**WHAT TO WORK ON**
Copy out all the material below, putting "Doing a stock check" wherever "Checking inventory" appears and keeping everything else the same.
## Begin DATA FOR PROCESSING
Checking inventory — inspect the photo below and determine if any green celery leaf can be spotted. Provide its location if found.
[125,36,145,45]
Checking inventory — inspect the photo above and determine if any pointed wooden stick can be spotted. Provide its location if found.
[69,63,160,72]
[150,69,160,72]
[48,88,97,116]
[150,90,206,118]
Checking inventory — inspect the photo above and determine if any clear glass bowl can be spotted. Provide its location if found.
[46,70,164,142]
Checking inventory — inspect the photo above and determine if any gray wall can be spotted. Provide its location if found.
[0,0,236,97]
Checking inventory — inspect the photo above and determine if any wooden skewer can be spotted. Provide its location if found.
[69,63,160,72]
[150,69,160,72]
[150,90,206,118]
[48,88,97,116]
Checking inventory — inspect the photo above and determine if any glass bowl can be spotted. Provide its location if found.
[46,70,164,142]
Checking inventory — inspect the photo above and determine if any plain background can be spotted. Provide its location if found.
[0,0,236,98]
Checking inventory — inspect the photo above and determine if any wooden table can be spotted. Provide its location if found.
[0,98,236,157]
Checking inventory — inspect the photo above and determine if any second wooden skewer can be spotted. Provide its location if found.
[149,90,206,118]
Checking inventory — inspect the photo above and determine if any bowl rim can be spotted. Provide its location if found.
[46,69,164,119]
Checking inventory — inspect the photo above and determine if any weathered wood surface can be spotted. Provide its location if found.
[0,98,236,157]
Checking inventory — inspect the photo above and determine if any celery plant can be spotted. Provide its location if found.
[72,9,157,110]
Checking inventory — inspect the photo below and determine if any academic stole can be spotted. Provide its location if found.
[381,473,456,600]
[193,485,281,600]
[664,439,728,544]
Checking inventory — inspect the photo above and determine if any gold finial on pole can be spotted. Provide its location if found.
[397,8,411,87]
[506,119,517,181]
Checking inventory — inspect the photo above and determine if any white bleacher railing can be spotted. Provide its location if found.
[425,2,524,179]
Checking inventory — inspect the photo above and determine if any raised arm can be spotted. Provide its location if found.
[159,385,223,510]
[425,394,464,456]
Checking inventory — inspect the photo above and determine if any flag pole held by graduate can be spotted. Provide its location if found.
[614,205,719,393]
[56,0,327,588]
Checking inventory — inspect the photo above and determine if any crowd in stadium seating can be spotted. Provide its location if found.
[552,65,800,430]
## End DATA FOR PROCESSING
**RESPONSE TO THIS EXERCISE**
Doing a stock check — inspect the photo below and determine if any green celery leaf can be spotted. Provide its location if found.
[125,36,145,45]
Doing a stock check — inspect the photo above and determine if any pointed wooden stick can be spotted. Provide its location if found.
[69,63,160,72]
[150,69,160,72]
[48,88,97,116]
[150,90,206,118]
Doing a stock check — inspect the photo above and determine if any clear glass bowl can be spotted. Provide its location if found.
[46,70,164,142]
Doing a stock check — inspect the photo above and determine if any gray wall can be spotted. Provide its location if found.
[0,0,236,97]
Doing a stock check — inspect the photo above and determine if any wooden skewer can be spotted. Provide its location if found.
[69,63,160,72]
[150,69,160,72]
[150,90,206,118]
[48,88,97,116]
Doing a stock check — inspect the photo above and determine if any glass bowl can be spotted. Provide its location if found.
[46,70,164,142]
Doing a stock check — inspect the photo above and determine if any plain background can be spotted. Provide its location if found.
[0,0,236,98]
Doing a stock check — inspect the photo above and determine if any wooden table can be spotted. Provide its location if found.
[0,98,236,157]
Doing a stock check — inspect the photo above and determine if any second wooden skewer can be spotted. Provide its location if found.
[149,90,206,118]
Doing a stock check — inspect the photo above and determine if any bowl rim can be spotted. Provide its location if found.
[46,69,164,119]
Doing a stock check — inspect the photo above and determine if any weathered wood surface can be spotted. Provide its location if found.
[0,98,236,157]
Doing a stock check — inspect the photo above and determine if any celery plant can be spotted. Provide its location if found.
[72,9,157,110]
Doing a stock check — inspect the photo below and determine if any academic stole can be spotted. Provide its location if found.
[381,473,456,600]
[193,485,281,600]
[664,439,728,544]
Doing a stock check — inspect the photo above and determine if any gold finial on pole can be spotted. Provide its location if found.
[397,8,411,87]
[506,119,517,181]
Doing a stock check — inspect the photo above and determine if any white bleacher railing can be spotted. Provide its location if found.
[425,2,524,179]
Doing a stock check — inspect the photo above and determine if any raised arm can be spotted. Provide its location if found.
[159,385,223,510]
[425,394,464,456]
Doing a stock check — inspect the photo above and determine if any flag pole held by graduate can be spotted. Provide its location if found.
[614,205,719,393]
[56,0,327,588]
Doing a stock check — inspect the photo above and determine if any crowd in stadium seating can be spotted. Provide its location if found.
[552,65,800,430]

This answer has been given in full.